Your objective: Each entry has to be set down again with no alteration.

---*---

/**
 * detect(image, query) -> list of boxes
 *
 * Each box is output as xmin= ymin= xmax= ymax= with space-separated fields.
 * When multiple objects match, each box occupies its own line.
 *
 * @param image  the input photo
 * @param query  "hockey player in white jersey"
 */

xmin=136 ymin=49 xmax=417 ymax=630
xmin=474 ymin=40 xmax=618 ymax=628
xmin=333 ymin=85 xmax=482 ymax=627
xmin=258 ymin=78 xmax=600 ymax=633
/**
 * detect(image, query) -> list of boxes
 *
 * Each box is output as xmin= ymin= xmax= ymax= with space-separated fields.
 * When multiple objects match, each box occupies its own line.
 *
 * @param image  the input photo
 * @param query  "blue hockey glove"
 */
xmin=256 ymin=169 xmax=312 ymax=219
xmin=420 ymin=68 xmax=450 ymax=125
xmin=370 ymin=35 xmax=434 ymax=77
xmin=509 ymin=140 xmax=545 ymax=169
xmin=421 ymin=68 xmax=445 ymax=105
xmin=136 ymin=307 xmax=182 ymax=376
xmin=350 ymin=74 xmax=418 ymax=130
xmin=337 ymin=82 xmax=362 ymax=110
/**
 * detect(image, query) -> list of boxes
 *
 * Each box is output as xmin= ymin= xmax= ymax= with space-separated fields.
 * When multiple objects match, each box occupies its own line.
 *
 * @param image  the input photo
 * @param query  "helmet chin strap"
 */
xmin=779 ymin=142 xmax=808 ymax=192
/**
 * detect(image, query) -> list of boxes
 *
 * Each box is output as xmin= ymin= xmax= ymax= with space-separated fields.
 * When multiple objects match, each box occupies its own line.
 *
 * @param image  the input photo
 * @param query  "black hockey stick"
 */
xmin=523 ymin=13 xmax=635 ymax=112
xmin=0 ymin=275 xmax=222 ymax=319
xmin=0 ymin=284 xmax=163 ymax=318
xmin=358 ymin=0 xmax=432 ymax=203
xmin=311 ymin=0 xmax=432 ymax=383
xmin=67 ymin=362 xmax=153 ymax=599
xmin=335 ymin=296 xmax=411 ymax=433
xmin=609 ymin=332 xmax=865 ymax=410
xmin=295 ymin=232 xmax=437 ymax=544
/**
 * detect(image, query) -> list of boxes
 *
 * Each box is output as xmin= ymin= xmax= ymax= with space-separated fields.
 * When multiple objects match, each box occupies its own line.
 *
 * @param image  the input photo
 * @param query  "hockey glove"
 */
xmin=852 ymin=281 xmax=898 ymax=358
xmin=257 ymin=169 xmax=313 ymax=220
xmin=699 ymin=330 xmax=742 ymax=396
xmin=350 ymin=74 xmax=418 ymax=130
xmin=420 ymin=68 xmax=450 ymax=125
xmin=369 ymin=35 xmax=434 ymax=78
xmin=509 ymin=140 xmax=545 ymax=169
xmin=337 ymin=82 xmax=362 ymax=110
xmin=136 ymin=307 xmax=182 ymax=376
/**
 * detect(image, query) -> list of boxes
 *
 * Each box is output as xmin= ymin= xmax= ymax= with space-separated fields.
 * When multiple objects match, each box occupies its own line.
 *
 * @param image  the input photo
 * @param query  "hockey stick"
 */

---*---

Answer for this exercise:
/**
 * detect(image, query) -> list of boxes
 *
 * Each box is output as xmin= ymin= xmax= ymax= with space-separated fields.
 * When multiple objects match, each box occupies its own line.
 *
 * @param image  the input photo
 * @param query  "hockey player in white jersey"
 */

xmin=136 ymin=49 xmax=417 ymax=630
xmin=474 ymin=40 xmax=618 ymax=628
xmin=333 ymin=85 xmax=482 ymax=627
xmin=258 ymin=78 xmax=600 ymax=633
/**
 * detect(image, query) -> list of boxes
 *
 * Each box is output as xmin= ymin= xmax= ymax= with space-separated fields.
 * When multiple objects match, each box occupies its own line.
 *
 * @param image  the input photo
 * @param query  "blue hockey glove"
 */
xmin=256 ymin=169 xmax=312 ymax=219
xmin=420 ymin=68 xmax=450 ymax=125
xmin=370 ymin=35 xmax=434 ymax=77
xmin=509 ymin=140 xmax=545 ymax=169
xmin=421 ymin=68 xmax=445 ymax=105
xmin=136 ymin=307 xmax=182 ymax=376
xmin=350 ymin=74 xmax=418 ymax=130
xmin=337 ymin=82 xmax=362 ymax=110
/**
 * detect(image, query) -> list of boxes
 *
 * Each box is output as xmin= ymin= xmax= ymax= with space-separated fields.
 * When multiple objects match, each box occupies its own line.
 *
 * @param image  the input photo
 * @param query  "helmet chin strap"
 */
xmin=779 ymin=142 xmax=808 ymax=192
/**
 * detect(image, query) -> list of boxes
 *
 * Each box is output as xmin= ymin= xmax= ymax= with space-separated fields.
 * When multiple objects match, each box occupies its own line.
 *
 * @param image  the input photo
 * @param query  "black hockey stick"
 */
xmin=523 ymin=13 xmax=635 ymax=112
xmin=0 ymin=275 xmax=222 ymax=319
xmin=0 ymin=284 xmax=163 ymax=318
xmin=358 ymin=0 xmax=432 ymax=203
xmin=311 ymin=0 xmax=432 ymax=383
xmin=67 ymin=362 xmax=153 ymax=599
xmin=335 ymin=296 xmax=411 ymax=433
xmin=609 ymin=332 xmax=865 ymax=410
xmin=295 ymin=232 xmax=437 ymax=544
/**
 * detect(image, query) -> list of boxes
 *
 * Each box is output as xmin= ymin= xmax= ymax= with space-separated fields.
 * When multiple objects match, each box occupies its own line.
 *
 * @param image  the input photo
 * @param query  "hockey glove"
 */
xmin=852 ymin=281 xmax=898 ymax=358
xmin=257 ymin=169 xmax=313 ymax=220
xmin=699 ymin=330 xmax=742 ymax=396
xmin=350 ymin=74 xmax=418 ymax=130
xmin=420 ymin=68 xmax=450 ymax=125
xmin=369 ymin=35 xmax=434 ymax=78
xmin=509 ymin=140 xmax=545 ymax=169
xmin=337 ymin=82 xmax=362 ymax=110
xmin=136 ymin=307 xmax=182 ymax=376
/**
 * detect(image, query) -> list of boxes
 *
 * Each box is output as xmin= ymin= xmax= ymax= with space-separated fields.
 * When multiple objects match, each box occupies its own line.
 *
 * @param image  the input photo
 * @param query  "hockey stick"
 */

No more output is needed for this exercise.